> _TASK GOAL_
Return only the stretch of the material below that begins with the line containing "line as [143,448]." and ends with the line containing "line as [535,20].", exactly; both of those lines belong to it.

> _EXCERPTED DATA_
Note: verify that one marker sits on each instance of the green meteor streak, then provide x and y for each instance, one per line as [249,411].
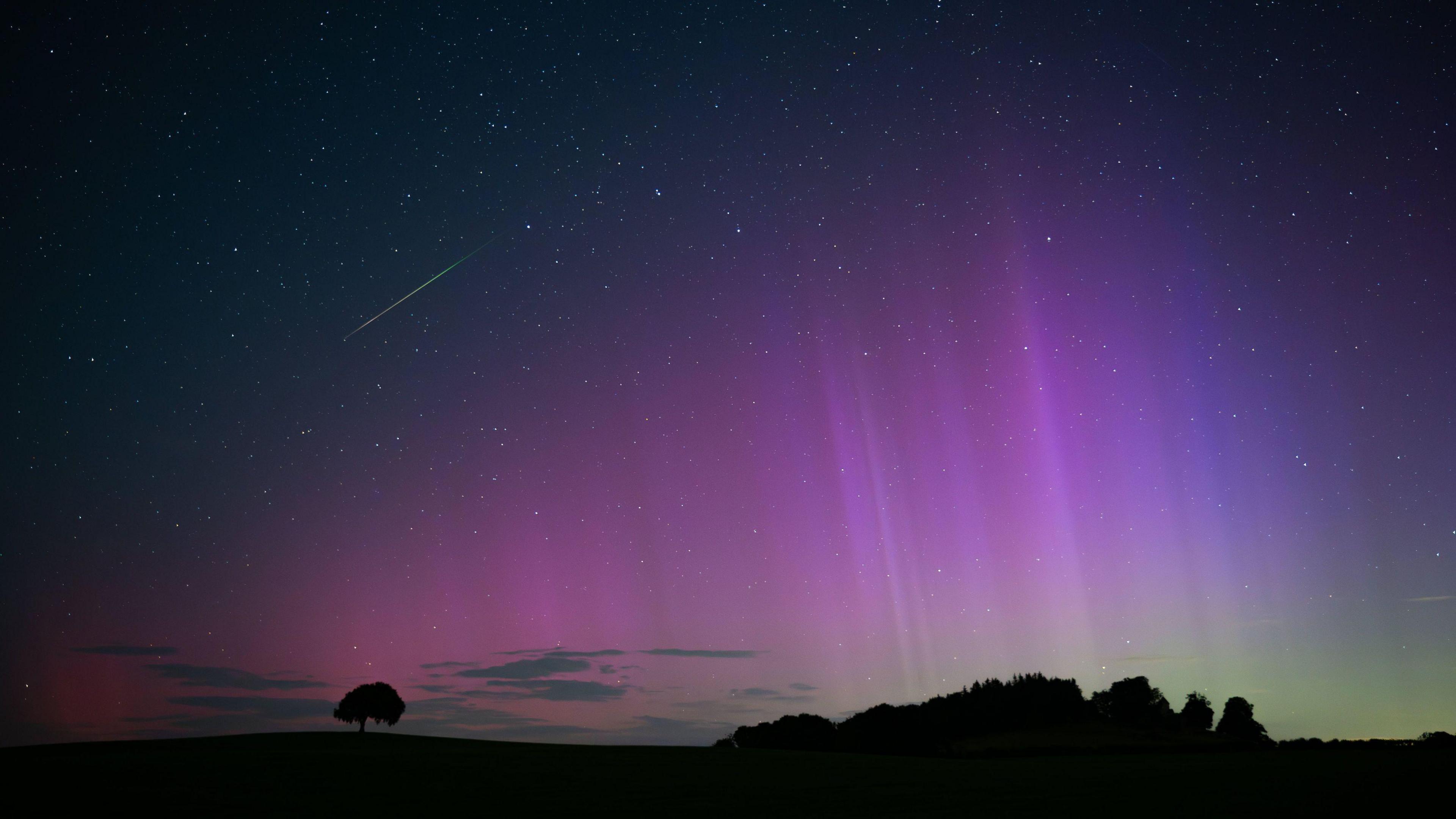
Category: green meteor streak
[426,285]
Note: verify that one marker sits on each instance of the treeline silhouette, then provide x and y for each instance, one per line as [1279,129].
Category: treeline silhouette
[1129,715]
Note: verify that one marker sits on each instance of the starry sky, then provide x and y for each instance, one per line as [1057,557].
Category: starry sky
[823,355]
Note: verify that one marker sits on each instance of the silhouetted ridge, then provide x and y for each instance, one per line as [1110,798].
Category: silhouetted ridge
[1130,713]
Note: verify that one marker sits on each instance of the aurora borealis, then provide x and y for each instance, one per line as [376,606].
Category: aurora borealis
[835,355]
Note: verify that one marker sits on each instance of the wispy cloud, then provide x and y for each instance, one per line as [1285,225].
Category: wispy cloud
[529,670]
[769,694]
[554,690]
[701,653]
[129,651]
[216,677]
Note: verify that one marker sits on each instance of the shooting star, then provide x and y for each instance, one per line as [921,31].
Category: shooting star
[426,285]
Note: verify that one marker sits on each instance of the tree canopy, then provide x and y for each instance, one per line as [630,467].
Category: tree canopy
[376,701]
[1197,713]
[1238,722]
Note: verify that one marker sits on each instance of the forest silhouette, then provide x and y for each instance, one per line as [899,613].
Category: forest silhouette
[1031,712]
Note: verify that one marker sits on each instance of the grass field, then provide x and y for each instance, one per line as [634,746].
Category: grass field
[398,774]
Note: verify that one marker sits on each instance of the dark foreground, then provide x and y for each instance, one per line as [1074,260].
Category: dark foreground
[400,774]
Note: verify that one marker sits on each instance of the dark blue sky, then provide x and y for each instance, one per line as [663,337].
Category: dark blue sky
[826,355]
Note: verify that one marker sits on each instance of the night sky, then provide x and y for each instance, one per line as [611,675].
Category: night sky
[825,355]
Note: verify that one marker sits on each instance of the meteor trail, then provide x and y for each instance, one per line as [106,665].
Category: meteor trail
[426,285]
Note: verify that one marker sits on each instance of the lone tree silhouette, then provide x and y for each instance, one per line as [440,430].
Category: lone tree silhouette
[1238,722]
[376,701]
[1197,713]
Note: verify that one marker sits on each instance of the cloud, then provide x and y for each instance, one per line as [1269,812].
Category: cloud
[701,653]
[215,677]
[235,715]
[267,707]
[664,731]
[530,670]
[554,690]
[129,651]
[769,694]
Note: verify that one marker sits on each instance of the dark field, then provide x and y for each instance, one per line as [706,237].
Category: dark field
[400,774]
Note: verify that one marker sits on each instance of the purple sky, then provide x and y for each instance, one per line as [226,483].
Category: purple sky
[828,358]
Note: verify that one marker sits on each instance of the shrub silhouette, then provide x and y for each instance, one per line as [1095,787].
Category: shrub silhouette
[376,701]
[993,707]
[804,732]
[1197,713]
[1133,701]
[1238,722]
[1438,739]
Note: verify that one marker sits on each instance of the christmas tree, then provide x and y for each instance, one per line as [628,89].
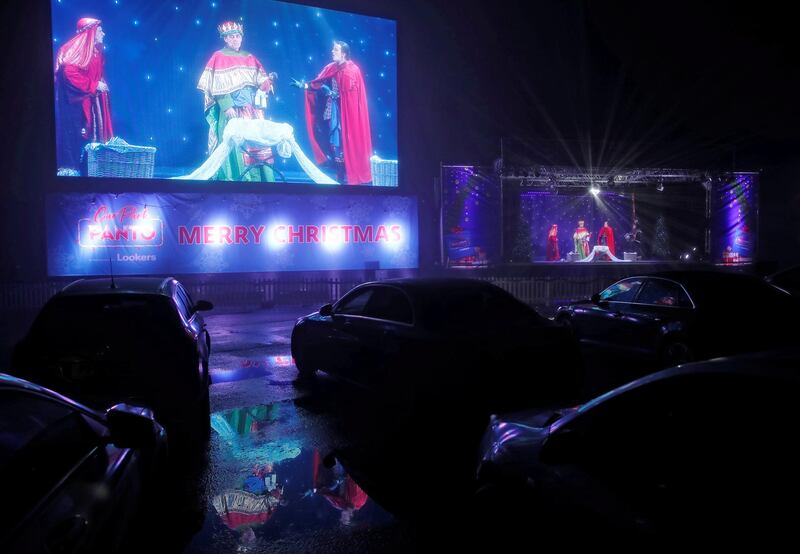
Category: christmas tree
[661,247]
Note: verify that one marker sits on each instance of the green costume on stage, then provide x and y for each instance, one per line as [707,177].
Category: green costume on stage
[235,84]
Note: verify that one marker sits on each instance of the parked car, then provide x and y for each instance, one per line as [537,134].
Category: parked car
[705,449]
[72,478]
[787,279]
[137,339]
[676,317]
[447,339]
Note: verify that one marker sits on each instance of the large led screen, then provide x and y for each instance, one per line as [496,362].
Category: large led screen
[224,90]
[160,233]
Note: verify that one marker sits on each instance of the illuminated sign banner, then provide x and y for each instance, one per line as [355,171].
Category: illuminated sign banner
[139,233]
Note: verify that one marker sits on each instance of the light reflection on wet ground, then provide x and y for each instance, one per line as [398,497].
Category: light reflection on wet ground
[269,484]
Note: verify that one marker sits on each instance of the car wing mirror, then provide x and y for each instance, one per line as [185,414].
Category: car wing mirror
[561,448]
[131,426]
[203,306]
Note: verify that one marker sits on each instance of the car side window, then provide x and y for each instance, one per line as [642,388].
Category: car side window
[628,433]
[390,304]
[40,442]
[624,291]
[659,292]
[355,303]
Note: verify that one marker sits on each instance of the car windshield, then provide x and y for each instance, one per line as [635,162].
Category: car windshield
[451,309]
[102,319]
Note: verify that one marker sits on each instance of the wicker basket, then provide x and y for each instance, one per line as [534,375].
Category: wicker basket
[384,172]
[117,158]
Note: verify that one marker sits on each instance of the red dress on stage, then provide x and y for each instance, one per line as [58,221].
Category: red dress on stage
[552,254]
[606,236]
[83,114]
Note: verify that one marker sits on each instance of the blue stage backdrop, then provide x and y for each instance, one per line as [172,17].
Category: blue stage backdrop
[156,51]
[220,233]
[734,229]
[471,216]
[539,210]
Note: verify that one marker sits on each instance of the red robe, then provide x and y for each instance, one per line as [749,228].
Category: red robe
[80,87]
[354,115]
[608,233]
[552,254]
[82,113]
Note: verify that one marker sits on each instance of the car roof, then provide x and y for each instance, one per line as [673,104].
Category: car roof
[781,364]
[121,285]
[9,382]
[425,285]
[703,280]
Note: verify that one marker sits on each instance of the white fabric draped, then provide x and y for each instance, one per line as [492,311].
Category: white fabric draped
[259,132]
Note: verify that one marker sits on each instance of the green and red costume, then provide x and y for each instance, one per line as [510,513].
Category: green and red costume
[230,80]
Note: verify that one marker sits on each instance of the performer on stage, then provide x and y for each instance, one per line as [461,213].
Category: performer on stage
[606,237]
[552,254]
[337,117]
[634,239]
[83,110]
[235,85]
[581,238]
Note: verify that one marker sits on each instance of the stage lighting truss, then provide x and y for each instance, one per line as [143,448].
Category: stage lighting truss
[608,178]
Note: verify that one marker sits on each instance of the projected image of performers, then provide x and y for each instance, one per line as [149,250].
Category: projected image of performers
[655,225]
[83,108]
[246,122]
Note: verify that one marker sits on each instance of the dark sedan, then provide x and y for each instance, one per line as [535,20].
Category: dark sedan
[677,317]
[137,340]
[458,338]
[72,478]
[705,449]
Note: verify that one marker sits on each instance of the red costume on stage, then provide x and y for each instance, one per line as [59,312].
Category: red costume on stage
[343,494]
[606,237]
[83,111]
[353,114]
[552,254]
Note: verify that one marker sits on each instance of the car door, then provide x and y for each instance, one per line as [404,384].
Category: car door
[602,323]
[621,457]
[662,307]
[342,343]
[65,490]
[385,335]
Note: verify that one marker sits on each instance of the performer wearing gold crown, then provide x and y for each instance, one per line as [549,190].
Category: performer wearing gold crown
[83,110]
[235,85]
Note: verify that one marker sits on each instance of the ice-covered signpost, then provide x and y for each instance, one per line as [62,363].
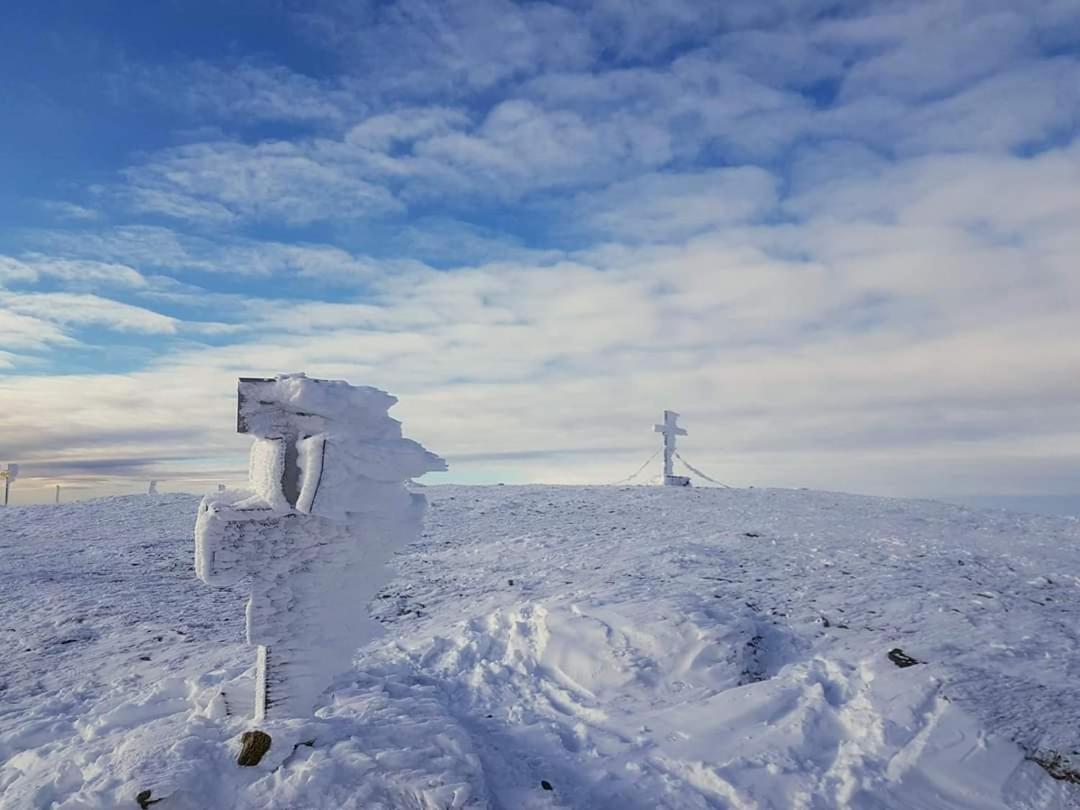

> _REPLY_
Note: verify that one marker sits on each instance of the stage lighting truss, then provide x and y for each instance, one per line as [143,448].
Category: stage lighting truss
[608,178]
Note: verify that one marker sits on each instance of the projected image of performers, then provide x and y for each instance, one per line as [149,250].
Category: projected image of performers
[655,225]
[83,108]
[246,122]
Note: verify that one marker sits on each instance of the dark sedan, then provide x and y for each instance, one per line as [535,20].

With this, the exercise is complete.